Directions for this task |
Please pull out every line of the material below that contains the word "hand".

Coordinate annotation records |
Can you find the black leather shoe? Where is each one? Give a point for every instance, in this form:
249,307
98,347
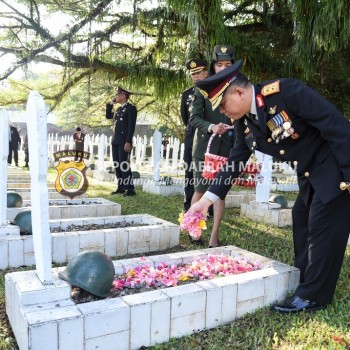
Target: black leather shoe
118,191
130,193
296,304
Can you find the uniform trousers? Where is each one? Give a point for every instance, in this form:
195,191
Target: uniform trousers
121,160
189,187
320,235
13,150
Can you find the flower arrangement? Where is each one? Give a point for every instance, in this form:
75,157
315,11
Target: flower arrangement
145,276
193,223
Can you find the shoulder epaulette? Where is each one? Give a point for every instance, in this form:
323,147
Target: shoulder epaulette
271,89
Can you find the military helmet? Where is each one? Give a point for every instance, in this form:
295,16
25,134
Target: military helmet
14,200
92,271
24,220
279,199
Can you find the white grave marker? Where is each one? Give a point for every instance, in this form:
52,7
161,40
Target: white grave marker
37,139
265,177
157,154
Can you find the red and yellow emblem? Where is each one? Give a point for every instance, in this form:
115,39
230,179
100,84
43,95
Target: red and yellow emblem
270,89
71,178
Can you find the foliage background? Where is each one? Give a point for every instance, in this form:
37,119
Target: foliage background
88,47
--
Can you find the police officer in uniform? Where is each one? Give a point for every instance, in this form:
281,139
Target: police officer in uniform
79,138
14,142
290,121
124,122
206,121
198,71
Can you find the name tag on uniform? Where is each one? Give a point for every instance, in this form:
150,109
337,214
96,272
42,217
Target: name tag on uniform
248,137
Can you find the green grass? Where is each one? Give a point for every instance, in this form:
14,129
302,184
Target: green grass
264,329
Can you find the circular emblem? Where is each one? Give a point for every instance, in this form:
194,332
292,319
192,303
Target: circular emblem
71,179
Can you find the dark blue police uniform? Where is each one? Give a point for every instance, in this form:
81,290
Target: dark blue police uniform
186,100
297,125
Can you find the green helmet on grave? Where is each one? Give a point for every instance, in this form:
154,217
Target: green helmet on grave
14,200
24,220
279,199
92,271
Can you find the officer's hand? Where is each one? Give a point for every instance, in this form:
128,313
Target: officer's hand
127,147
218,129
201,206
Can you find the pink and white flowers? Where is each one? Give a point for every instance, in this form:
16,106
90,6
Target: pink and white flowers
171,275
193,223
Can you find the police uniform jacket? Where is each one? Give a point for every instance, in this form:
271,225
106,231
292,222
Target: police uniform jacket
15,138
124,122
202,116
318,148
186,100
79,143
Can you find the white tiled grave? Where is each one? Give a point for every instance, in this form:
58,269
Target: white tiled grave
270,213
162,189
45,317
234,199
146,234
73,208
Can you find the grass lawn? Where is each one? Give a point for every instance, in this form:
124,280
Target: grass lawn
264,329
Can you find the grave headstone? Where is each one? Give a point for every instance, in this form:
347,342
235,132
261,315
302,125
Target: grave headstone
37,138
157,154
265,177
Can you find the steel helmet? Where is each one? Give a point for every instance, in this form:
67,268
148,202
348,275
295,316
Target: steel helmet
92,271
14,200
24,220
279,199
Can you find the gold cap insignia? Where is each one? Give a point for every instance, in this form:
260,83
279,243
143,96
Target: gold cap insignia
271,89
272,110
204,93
==
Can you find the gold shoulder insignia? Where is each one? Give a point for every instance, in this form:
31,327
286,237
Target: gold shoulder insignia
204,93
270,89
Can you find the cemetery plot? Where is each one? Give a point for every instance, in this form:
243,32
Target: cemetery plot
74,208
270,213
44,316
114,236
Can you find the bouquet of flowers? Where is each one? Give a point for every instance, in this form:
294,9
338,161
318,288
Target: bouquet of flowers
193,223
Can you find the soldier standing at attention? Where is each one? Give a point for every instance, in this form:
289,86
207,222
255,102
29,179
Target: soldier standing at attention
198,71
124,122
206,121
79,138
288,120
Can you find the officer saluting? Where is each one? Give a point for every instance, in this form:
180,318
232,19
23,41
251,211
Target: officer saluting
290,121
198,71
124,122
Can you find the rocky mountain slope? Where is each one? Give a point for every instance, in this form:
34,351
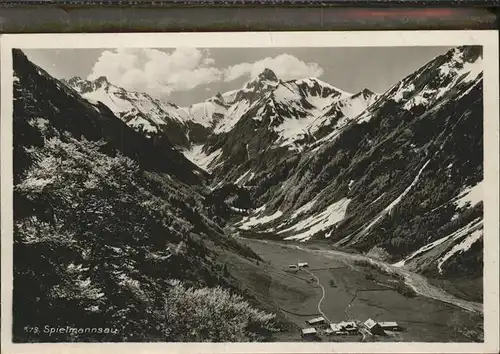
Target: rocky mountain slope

Expected answer |
Can you find the officer's hand? Where is each one? Give a point for every instance, in this form:
Target: officer's hand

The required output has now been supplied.